• Langkah Pengerjaan
(1) Jawablah pertanyaan berikut berdasarkan kutipan halaman, lalu tandai setiap jawaban dengan huruf yang sama.
(a) Survei siapa yang menempatkan Jokowi dalam ancaman nama Agus Harimurti Yudhoyono?
(b) Di level mana Jokowi masih menjadi pilihan?
(c) Proyek Jokowi apa saja yang disebut belum memperlihatkan hasil?
(2) Suntinglah kutipan halaman dengan menuliskan kembali bagian yang dimulai dari "Hasil survey ILUNI" dan berlanjut hingga "masih menjadi pilihan.". Ganti "rakyat biasa" dengan "masyarakat umum" di bagian itu.

======== Kutipan Halaman ========

Hasil survey ILUNI UI yang menempatkan Jokowi dalam ancaman nama Agus Harimurti Yudhoyono juga harus difahami bahwa dilevel menengah ke atas Jokowi memang relatif kehilangan pendukungnya. Jokowi memang dibuntuti oleh munculnya nama AHY sebagai “The Rissing Star”. Akan tetapi, seperti dituliskan tadi, Jokowi boleh kalah, tapi hal itu belum sepenuhnya bisa bergeser ke level menengah ke bawah.
Artinya, Jokowi boleh saja kehilangan angka di kelas menengah dan relatif well educated, namun di level rakyat biasa, ia masih menjadi pilihan.
Kembali ke stagnannya angka elektabilitas Jokowi juga bisa diakibatkan bahwa semua program kerja yang dilakukannya belum membuahkan hasil. Memang Jokowi sering melakukan peresmian dan ground breaking berbagai proyek, namun publik juga mencermati bahwa proyek yang diresmikan itu adalah proyek yang diprogramkan dan bahkan sudah dikerjakan oleh pemerintah terdahulu. Ini membuktikan bahwa proyek Jokowi sendiri, seperti Kereta Cepat dan LRT belum memperlihatkan hasil.

======== Data Tersedia ========

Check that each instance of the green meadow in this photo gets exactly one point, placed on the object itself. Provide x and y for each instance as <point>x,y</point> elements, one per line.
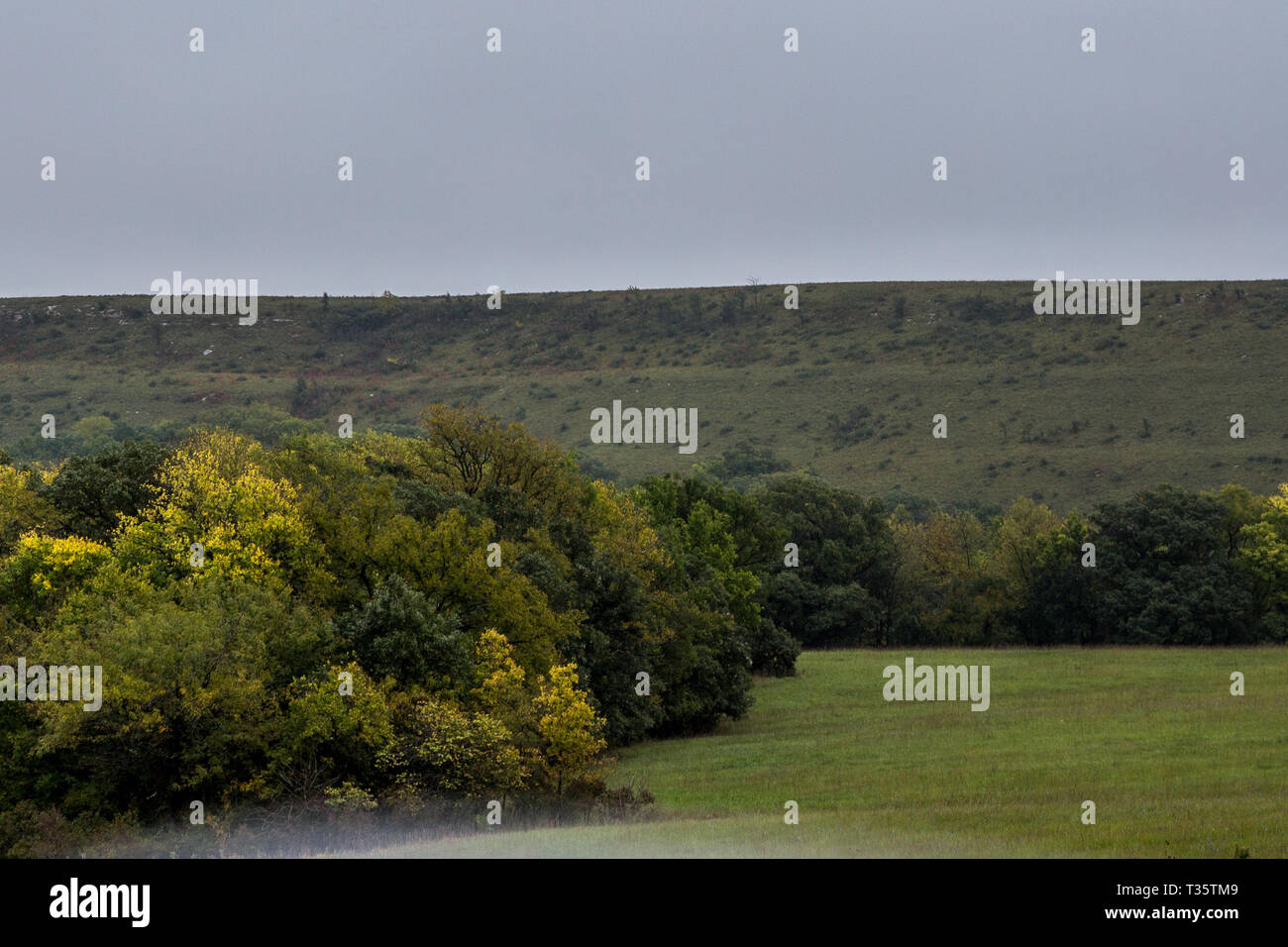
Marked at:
<point>1176,766</point>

========

• Jawaban Berurutan
(1)
(a) Survei ILUNI UI.
(b) Di level rakyat biasa.
(c) Kereta Cepat dan LRT.

(2)
Hasil survey ILUNI UI yang menempatkan Jokowi dalam ancaman nama Agus Harimurti Yudhoyono juga harus difahami bahwa dilevel menengah ke atas Jokowi memang relatif kehilangan pendukungnya. Jokowi memang dibuntuti oleh munculnya nama AHY sebagai “The Rissing Star”. Akan tetapi, seperti dituliskan tadi, Jokowi boleh kalah, tapi hal itu belum sepenuhnya bisa bergeser ke level menengah ke bawah.
Artinya, Jokowi boleh saja kehilangan angka di kelas menengah dan relatif well educated, namun di level masyarakat umum, ia masih menjadi pilihan.